- Trecho de origem -
Carlos Monsiváis e a arte moderna no México

Por Renato González Mello



 
Em outubro de 2003, o Museu Carrillo Gil, então dirigido por Carlos Ashida, abriu uma exposição com curadoria de Ricardo Pérez Escamilla: Estética Socialista no México. Siglo XX. O texto de Carlos Monsiváis no catálogo, breve como a maioria dos muitos que escreveu, expressa algumas ideias panorâmicas sobre a história da cultura mexicana no século XX. Vou analisá-lo aqui brevemente, com um esclarecimento prévio.
 
As opiniões de Carlos Monsiváis sobre a arte e a cultura visual mexicana do século XX estão em sua coleção, preservada no Museu Estanquillo. Esse acervo mereceria um estudo monográfico que elucidasse seus critérios e interesses, mas sobretudo as alternativas que o ordenaram. Embora seu interesse pela cultura popular e pela política seja claro, é provável que pelo menos parte de suas decisões de aquisição tenham sido baseadas em critérios bastante formalistas. Não estou me referindo, obviamente, às fotos de Tongolele e Tin Tan, mas à seleção que fez de artistas como Leopoldo Méndez. Se isso pode parecer contraditório (critérios formalistas e arte política), é porque justamente nessa combinação de aparentes opostos pode-se estabelecer uma parte da originalidade do personagem — que se interessou tanto em defender a Love Parade quanto em opinar sobre a incorporação de um estrangeiro nacionalizado na seleção de futebol — e cujo foco sempre esteve na cultura mexicana moderna, seja a de Altamirano ou a de Salvador Novo. Nesse sentido, creio que seu ensaio mais completo, exigente e que revela com maior profundidade sua angústia ética é aquele que dedicou a este último poeta: “O marginal no centro”. Uma reflexão lúcida sobre as contradições do autor de Novo amor, ele organiza seus argumentos — bastante críticos — em torno de uma história concisa, na qual o apego aos fatos não o leva a estabelecer um distanciamento do personagem. Teria sido fácil esconder-se por detrás da análise da poética do autor de Return Ticket, mas Monsiváis procurou compreender o aspecto menos simples do personagem: a sua proximidade a um regime que, em diversas ocasiões, tinha sido organizador entusiástico de uma homofobia sistemática como parte de seu discurso cultural. Como Novo, que nos anos vinte tem gestos como sacar sua caixa de pó em público, pode ser tão obsequioso com essas burocracias pudicas e machistas?

- Informações extraídas -
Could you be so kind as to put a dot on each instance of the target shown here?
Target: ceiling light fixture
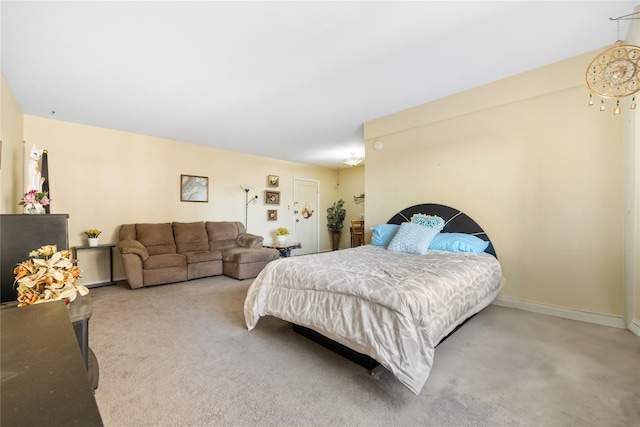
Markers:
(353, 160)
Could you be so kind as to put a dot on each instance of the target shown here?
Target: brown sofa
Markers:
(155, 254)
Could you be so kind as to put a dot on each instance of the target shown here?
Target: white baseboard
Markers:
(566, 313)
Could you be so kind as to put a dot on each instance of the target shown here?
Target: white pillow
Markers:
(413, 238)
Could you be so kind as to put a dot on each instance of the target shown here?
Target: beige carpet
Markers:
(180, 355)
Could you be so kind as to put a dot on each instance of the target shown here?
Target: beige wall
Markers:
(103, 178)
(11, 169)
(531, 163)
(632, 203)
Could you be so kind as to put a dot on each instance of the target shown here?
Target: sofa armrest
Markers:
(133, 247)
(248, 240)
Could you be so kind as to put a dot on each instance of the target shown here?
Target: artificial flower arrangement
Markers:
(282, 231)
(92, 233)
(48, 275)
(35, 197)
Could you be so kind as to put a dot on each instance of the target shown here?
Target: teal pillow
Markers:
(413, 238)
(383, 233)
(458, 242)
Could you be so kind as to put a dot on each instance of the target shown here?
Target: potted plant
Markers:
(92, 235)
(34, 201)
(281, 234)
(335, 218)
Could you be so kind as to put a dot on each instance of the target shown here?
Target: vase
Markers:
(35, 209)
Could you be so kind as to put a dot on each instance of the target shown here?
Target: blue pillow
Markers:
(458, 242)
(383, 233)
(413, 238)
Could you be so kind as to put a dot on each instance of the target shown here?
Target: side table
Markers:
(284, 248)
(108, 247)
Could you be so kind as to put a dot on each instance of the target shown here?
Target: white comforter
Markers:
---
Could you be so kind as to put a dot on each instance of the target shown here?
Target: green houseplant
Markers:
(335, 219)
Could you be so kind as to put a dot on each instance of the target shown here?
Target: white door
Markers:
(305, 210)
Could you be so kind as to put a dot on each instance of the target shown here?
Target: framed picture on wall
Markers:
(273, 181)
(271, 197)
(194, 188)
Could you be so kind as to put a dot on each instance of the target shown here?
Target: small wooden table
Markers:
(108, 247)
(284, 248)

- Lista de tarefas -
A: Extraia do texto sobre Monsiváis tudo o que vai de "Carlos Monsiváis e" até "um esclarecimento prévio.".
B: Separe todas as linhas que contêm a palavra "beige".
O texto e as linhas não têm nenhuma relação entre si.

- Respostas às tarefas -
A:
Carlos Monsiváis e a arte moderna no México

Por Renato González Mello



 
Em outubro de 2003, o Museu Carrillo Gil, então dirigido por Carlos Ashida, abriu uma exposição com curadoria de Ricardo Pérez Escamilla: Estética Socialista no México. Siglo XX. O texto de Carlos Monsiváis no catálogo, breve como a maioria dos muitos que escreveu, expressa algumas ideias panorâmicas sobre a história da cultura mexicana no século XX. Vou analisá-lo aqui brevemente, com um esclarecimento prévio.

B:
Target: beige carpet
Target: beige wall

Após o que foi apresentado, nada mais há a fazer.